• Action item:
Your reply should be the entries, output word for word, with each picture omitted.

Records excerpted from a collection

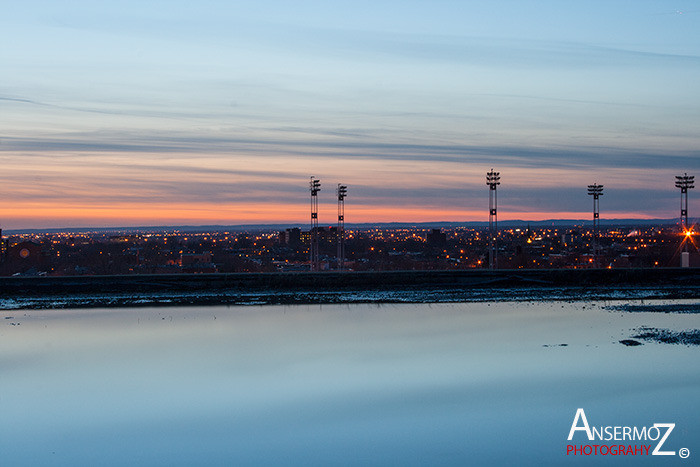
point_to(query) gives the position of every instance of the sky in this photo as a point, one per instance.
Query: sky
(138, 113)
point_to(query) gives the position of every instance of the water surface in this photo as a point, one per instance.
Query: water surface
(417, 384)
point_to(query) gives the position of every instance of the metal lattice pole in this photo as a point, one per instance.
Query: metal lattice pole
(685, 182)
(342, 192)
(493, 180)
(314, 187)
(596, 191)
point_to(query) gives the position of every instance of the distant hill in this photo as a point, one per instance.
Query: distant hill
(366, 225)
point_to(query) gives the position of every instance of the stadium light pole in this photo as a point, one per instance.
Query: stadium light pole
(596, 191)
(342, 192)
(314, 187)
(685, 182)
(493, 180)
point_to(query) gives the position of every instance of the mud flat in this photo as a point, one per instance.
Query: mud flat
(348, 287)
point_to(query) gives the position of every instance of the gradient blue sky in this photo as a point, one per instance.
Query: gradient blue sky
(142, 113)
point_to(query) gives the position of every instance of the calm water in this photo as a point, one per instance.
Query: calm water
(450, 384)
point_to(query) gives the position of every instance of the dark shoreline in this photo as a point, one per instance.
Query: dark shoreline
(347, 287)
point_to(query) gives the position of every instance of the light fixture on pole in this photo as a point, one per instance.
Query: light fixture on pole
(493, 180)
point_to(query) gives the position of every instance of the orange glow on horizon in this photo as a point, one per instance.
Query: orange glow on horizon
(44, 215)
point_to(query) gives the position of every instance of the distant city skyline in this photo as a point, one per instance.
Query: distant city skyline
(168, 113)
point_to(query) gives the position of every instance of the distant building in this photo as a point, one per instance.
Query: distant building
(194, 263)
(437, 238)
(24, 256)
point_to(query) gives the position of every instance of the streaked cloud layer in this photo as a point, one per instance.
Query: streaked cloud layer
(218, 112)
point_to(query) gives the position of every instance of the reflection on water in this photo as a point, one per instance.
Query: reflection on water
(449, 384)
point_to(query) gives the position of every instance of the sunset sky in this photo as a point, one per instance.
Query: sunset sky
(217, 112)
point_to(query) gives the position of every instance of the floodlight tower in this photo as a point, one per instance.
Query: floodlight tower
(314, 187)
(342, 192)
(493, 180)
(596, 191)
(685, 182)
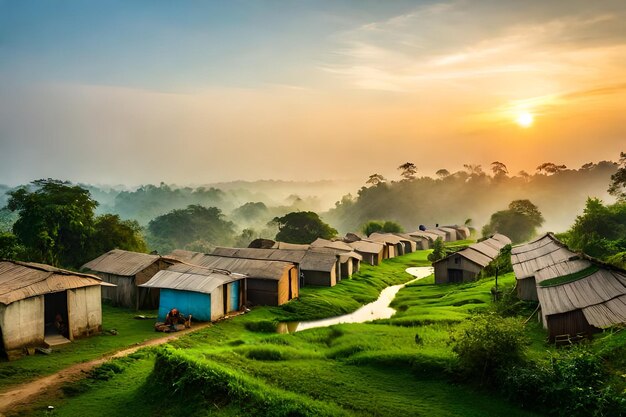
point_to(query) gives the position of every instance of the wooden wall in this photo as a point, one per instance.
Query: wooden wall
(84, 307)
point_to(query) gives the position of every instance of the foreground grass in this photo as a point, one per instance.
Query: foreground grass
(129, 332)
(375, 369)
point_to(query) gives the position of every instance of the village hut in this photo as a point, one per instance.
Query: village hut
(372, 252)
(439, 233)
(529, 258)
(205, 293)
(128, 270)
(465, 265)
(394, 244)
(579, 297)
(33, 297)
(314, 269)
(268, 282)
(451, 234)
(420, 242)
(349, 260)
(462, 232)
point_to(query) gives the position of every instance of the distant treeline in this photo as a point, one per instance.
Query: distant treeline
(559, 193)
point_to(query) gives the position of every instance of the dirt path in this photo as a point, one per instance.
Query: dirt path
(20, 395)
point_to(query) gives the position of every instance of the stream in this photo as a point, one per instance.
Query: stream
(375, 310)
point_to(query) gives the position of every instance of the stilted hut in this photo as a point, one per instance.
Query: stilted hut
(128, 270)
(465, 265)
(372, 252)
(579, 297)
(207, 294)
(268, 282)
(529, 258)
(33, 295)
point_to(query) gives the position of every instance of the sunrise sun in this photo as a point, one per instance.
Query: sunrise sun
(524, 119)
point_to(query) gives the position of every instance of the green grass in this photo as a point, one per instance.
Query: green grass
(400, 366)
(364, 287)
(129, 332)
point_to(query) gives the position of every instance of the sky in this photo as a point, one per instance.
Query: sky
(193, 92)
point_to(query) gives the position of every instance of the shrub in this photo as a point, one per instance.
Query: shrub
(487, 344)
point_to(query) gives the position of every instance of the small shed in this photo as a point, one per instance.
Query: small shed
(316, 269)
(451, 234)
(393, 243)
(207, 294)
(581, 296)
(128, 270)
(422, 242)
(372, 252)
(268, 282)
(530, 257)
(349, 260)
(465, 265)
(31, 296)
(439, 233)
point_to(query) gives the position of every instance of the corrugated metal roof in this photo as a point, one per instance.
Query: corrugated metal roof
(601, 295)
(502, 239)
(191, 278)
(538, 254)
(385, 237)
(20, 280)
(253, 268)
(475, 256)
(121, 262)
(367, 247)
(334, 244)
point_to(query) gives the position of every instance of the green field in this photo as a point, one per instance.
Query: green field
(400, 366)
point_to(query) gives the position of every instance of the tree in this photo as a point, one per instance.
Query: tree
(519, 222)
(111, 232)
(55, 223)
(439, 250)
(474, 170)
(442, 173)
(550, 168)
(499, 169)
(387, 226)
(376, 179)
(302, 227)
(617, 186)
(600, 231)
(181, 227)
(408, 170)
(373, 226)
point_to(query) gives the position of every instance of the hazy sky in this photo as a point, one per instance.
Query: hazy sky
(201, 91)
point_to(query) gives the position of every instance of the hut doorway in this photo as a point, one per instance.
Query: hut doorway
(2, 352)
(455, 276)
(55, 307)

• Solution:
point_to(query) gives the position of every instance of the sky in this photo as a point, one per instance.
Query: sky
(138, 113)
point_to(query) gives the position of every instance of the water surface in this photo as a point, one per instance.
Query: water surface
(417, 384)
point_to(query) gives the position of every instance of the metal lattice pole in this photo as a point, one per instance.
Query: metal lattice pole
(685, 182)
(342, 192)
(493, 180)
(314, 187)
(596, 191)
point_to(query) gives the position of every instance of the distant hill in this photo as a point, one per instance.
Query: distant hill
(366, 225)
point_to(query) gives the position of every instance of the stadium light pole in this photo as a point, one per instance.
Query: stadium light pole
(596, 191)
(342, 192)
(314, 187)
(685, 182)
(493, 180)
point_to(query) gives the position of every instance of the mud flat in this photo as a point, one per instance.
Query: mud flat
(348, 287)
point_to(query) gives the position of every instance of the gradient blue sky in this photo as a point, one per instance.
Query: gradient blue sky
(142, 113)
point_to(query) gives the position of every instance of the calm water in this photo as a point, one per instance.
Query: calm water
(450, 384)
point_to(query) gives the position of every instance of the dark shoreline in this photo as a point, one per instance.
Query: dark shoreline
(347, 287)
point_to(query) gives the position of every instance of the light fixture on pole in this photo as a point, one per instance.
Query: light fixture on pole
(493, 180)
point_to(query) gives the position of every instance of the orange glow on horizon in this photo as a point, one per instance.
Query: orange glow on horizon
(44, 215)
point_to(query) gives the position of every instance of the distant city skyline in this photo as a point, one per instance.
Query: distant city skyline
(168, 113)
point_to(query) gives the position of every instance of the distant building in this photo as a point, one per instance.
Query: distant building
(194, 263)
(437, 238)
(24, 256)
point_to(query) gives the position of every instance of the streaked cloud layer in this photo as a point, one per instance.
Query: streaked cloud layer
(218, 112)
point_to(query) gives the position of every instance of the reflection on water in this photo as a point, one per instance.
Query: reflection on water
(449, 384)
point_to(query) gives the position of every instance of the sunset sky in this photo as a point, one per instance.
Query: sunset sky
(217, 112)
point_to(query) gives the position of every instance of the floodlight tower in this photo as a point, one per instance.
Query: floodlight tower
(314, 187)
(342, 192)
(493, 180)
(596, 191)
(685, 182)
point_to(query) gives the position of every instance of the wooden wall in this photo as a point, one per instance.
Query: wooden wall
(84, 307)
point_to(query) gives the position of every instance of the foreground grass in this photo as a point, one per instance.
Query: foreground grass
(129, 332)
(375, 369)
point_to(query) gives the position of every instance of the village hut in this photo as a point, one per instance.
Query: village hut
(372, 252)
(439, 233)
(529, 258)
(205, 293)
(128, 270)
(465, 265)
(394, 244)
(579, 297)
(33, 297)
(314, 269)
(268, 282)
(451, 234)
(420, 242)
(349, 260)
(462, 232)
point_to(query) gives the position of every instance of the distant treeline in this photo as a point, one per instance.
Query: distant treeline
(559, 193)
point_to(query) gives the position of every instance of the dirt path in this photo as a point, one per instance.
Query: dirt path
(20, 395)
point_to(query) gives the position of every instance of the stream in this photo as a point, one per instance.
Query: stream
(375, 310)
point_to(query) gives the position of every instance of the stilted hut in this photo as a point, one per instance.
Query: stilted hut
(128, 270)
(465, 265)
(372, 252)
(579, 297)
(207, 294)
(268, 282)
(529, 258)
(33, 295)
point_to(query) gives the position of every instance of the sunrise sun in this photo as a point, one per instance.
Query: sunrise sun
(524, 119)
point_to(query) gives the position of every instance of the green grass in this photo as a point, one per instance.
Query: green grass
(400, 366)
(364, 287)
(129, 332)
point_to(query) gives the position of every instance of the sky in this photo as a point, one per instance.
Query: sky
(193, 92)
point_to(query) gives the position of every instance of the shrub in this photo as a point, one per instance.
Query: shrub
(487, 344)
point_to(query) gives the position of every instance of the small shed in this photo as a point, one per instance.
Query: small shed
(316, 269)
(451, 234)
(393, 243)
(207, 294)
(581, 296)
(128, 270)
(422, 242)
(372, 252)
(268, 282)
(530, 257)
(349, 260)
(465, 265)
(31, 296)
(439, 233)
point_to(query) gives the position of every instance of the corrugated metal roof in this photo as a point, one per instance.
Query: corrugated metal roof
(601, 295)
(502, 239)
(191, 278)
(538, 254)
(385, 237)
(20, 280)
(253, 268)
(475, 256)
(121, 262)
(367, 247)
(334, 244)
point_to(query) gives the position of every instance of the green field in this photo as a point, one per instance.
Query: green field
(400, 366)
point_to(query) gives the position of every instance of the tree in this photo as a point, one per instance.
Query: tree
(519, 222)
(111, 232)
(55, 223)
(439, 250)
(474, 170)
(442, 173)
(550, 168)
(499, 169)
(387, 226)
(376, 179)
(302, 227)
(617, 186)
(600, 231)
(181, 227)
(408, 170)
(373, 226)
point_to(query) gives the position of every instance of the hazy sky in this photo as a point, one per instance.
Query: hazy sky
(201, 91)
point_to(query) gives the position of every instance of the hut doorway in this photo as a point, one per instance.
Query: hut doorway
(2, 352)
(455, 276)
(55, 307)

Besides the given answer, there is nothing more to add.